No texto sobre o cinismo na política, que direitos são citados como exemplos do que a classe trabalhadora conseguiu conquistar?

- [Texto fornecido]

>>>>

Veja, as pessoas não olham para Bolsonaro mais e acham que má gestão dele na Covid foi responsável pelo aumento das mortes. Esse raciocínio, essa compreensão da responsabilidade de um governante em relação à gestão política do Estado, simplesmente, não é o tipo de pensamento que passa na cabeça das pessoas - no melhor dos casos, as pessoas acreditam que Bolsonaro foi uma vítima do “acaso”, do azar, em receber uma força da natureza daquela magnitude - “a vontade de Deus”.
1.2 Cinismo na política : O segundo conceito, é que é preciso parar de ter uma postura cínica em relação à política de uma maneira geral. Como assim ? Olha, você vai ver duas posturas principais nesse pós-eleição : aquele que acha que as eleições são uma farsa, que o jogo já está dado, etc, etc; e quem acha que faltou eleitoralismo, que faltou presença nas bases, a comunicação foi ruim, etc, etc. Essas são posições cínicas e extremamente conservadoras porque elas são imobilizadoras, veja, quando você diz que as eleições são uma farsa, você está dizendo que não importa o que seja feito, nós iremos sempre perder e que é impossível ter hegemonia popular numa democracia burguesa.
E veja, isso não é necessariamente verdade, apesar de tudo, a classe trabalhadora conseguiu encampar e conquistar direitos, apesar da ditadura da burguesia. Então mesmo que a eleição seja em grande parte influenciada pela burguesia, aqui e ali, conseguimos conquistar algum direito para não sermos destruídos de uma vez - vide carteira de trabalho, direitos trabalhistas, SUS, etc, etc. Essa postura da “farsa eleitoral” não afeta exclusivamente as eleições municipais e federais, afeta também a nossa consciência pública, de que não devemos fazer concursos, assumir cargos na máquina do Estado, não devemos tentar competir em associações de bairros e prefeituras-bairro, etc, etc.

<<<<

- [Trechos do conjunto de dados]

>>>>

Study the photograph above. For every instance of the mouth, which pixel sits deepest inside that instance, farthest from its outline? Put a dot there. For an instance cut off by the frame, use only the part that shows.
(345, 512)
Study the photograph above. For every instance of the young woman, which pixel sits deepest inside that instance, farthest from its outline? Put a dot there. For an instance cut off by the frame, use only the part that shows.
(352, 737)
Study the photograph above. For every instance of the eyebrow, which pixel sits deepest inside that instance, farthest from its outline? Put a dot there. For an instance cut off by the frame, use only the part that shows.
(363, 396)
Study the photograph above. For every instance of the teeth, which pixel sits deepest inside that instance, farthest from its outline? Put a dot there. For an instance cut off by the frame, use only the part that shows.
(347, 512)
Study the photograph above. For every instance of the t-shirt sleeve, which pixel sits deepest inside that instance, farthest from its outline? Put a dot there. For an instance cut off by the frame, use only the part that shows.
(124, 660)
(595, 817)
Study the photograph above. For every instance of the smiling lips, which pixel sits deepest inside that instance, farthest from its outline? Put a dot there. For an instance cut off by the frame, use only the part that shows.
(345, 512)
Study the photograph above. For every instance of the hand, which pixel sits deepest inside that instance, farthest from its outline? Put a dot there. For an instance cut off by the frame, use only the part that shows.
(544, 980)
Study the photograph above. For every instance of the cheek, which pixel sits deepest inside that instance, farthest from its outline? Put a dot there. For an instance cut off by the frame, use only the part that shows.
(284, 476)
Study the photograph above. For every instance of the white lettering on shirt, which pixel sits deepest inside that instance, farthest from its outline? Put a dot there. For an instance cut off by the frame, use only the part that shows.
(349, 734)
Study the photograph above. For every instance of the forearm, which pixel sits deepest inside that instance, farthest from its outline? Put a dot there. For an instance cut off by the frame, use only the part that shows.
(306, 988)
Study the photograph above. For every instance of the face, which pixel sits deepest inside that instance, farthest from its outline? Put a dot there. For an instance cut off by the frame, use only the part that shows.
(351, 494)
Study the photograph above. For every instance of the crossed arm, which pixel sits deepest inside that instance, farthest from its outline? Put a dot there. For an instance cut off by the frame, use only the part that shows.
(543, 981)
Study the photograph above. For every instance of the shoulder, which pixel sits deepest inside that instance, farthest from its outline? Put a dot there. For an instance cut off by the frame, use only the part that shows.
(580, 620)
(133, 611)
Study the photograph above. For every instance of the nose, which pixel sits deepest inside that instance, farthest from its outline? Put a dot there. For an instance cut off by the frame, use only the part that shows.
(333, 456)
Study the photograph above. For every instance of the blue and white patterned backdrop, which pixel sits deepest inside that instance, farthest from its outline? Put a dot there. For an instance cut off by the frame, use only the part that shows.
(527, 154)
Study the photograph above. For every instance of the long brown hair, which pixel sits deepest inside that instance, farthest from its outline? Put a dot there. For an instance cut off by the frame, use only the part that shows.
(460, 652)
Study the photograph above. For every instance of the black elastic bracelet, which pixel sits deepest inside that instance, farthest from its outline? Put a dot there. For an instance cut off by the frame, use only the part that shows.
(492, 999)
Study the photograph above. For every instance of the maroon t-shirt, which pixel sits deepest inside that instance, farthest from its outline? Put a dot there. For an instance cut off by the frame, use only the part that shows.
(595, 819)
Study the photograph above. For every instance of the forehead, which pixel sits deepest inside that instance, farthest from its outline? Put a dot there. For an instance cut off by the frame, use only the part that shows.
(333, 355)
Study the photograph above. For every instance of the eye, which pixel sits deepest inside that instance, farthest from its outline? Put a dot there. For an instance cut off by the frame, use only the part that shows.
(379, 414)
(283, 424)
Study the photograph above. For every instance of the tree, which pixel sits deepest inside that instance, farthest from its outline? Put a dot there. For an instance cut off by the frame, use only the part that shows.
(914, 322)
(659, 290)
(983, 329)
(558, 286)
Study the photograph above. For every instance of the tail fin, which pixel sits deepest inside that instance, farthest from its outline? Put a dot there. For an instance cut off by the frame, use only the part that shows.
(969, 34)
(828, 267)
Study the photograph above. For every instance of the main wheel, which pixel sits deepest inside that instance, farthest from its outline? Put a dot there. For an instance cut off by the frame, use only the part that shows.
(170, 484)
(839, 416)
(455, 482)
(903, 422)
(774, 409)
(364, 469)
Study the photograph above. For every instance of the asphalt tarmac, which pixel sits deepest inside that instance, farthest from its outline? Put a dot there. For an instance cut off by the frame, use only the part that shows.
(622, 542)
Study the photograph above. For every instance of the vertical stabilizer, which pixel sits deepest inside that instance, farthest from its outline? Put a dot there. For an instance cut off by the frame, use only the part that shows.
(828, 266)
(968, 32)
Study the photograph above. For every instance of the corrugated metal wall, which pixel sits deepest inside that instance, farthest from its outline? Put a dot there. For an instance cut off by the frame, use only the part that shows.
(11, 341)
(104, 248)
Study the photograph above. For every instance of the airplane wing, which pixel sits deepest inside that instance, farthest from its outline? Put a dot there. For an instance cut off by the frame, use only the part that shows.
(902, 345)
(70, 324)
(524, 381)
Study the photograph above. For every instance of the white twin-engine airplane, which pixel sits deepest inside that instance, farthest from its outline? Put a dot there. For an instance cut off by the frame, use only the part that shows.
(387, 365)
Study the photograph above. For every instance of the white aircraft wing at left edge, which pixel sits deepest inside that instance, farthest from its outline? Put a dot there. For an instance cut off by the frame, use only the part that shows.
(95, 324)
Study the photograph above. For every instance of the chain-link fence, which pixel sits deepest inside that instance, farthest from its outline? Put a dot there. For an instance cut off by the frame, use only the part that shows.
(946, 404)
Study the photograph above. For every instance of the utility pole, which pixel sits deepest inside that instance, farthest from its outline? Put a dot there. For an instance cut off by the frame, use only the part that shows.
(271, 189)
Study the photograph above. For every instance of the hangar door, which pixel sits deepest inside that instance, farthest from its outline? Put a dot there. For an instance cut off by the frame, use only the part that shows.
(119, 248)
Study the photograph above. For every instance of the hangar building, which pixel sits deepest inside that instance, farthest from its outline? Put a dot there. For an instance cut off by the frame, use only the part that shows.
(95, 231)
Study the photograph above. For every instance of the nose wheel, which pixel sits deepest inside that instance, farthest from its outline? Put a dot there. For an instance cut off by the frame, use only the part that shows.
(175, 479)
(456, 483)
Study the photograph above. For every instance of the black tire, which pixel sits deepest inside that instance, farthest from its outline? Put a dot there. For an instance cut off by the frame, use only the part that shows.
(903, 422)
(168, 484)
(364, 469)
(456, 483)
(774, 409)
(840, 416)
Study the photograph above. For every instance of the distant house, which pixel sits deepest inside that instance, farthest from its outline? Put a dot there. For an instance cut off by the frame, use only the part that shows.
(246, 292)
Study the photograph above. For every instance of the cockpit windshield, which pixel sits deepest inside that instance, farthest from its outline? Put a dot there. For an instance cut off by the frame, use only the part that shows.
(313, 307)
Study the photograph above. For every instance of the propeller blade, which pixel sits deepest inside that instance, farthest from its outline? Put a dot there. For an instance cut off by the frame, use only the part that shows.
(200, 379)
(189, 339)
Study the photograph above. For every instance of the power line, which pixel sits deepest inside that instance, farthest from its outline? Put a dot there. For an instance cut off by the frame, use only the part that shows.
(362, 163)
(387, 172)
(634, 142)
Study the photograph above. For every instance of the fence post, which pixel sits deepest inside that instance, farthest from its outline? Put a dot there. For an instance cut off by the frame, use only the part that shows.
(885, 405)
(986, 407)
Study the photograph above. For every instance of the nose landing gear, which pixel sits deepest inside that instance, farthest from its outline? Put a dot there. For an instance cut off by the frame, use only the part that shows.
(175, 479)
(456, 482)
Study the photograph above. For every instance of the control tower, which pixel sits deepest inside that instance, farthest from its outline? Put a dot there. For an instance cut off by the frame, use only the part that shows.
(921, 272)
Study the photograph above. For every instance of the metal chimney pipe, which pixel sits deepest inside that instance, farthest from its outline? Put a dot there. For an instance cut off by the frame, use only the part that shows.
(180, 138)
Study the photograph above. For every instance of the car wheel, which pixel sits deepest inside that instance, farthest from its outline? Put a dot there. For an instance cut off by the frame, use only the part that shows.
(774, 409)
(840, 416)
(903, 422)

<<<<

- [Solução do exercício] Carteira de trabalho, direitos trabalhistas e SUS.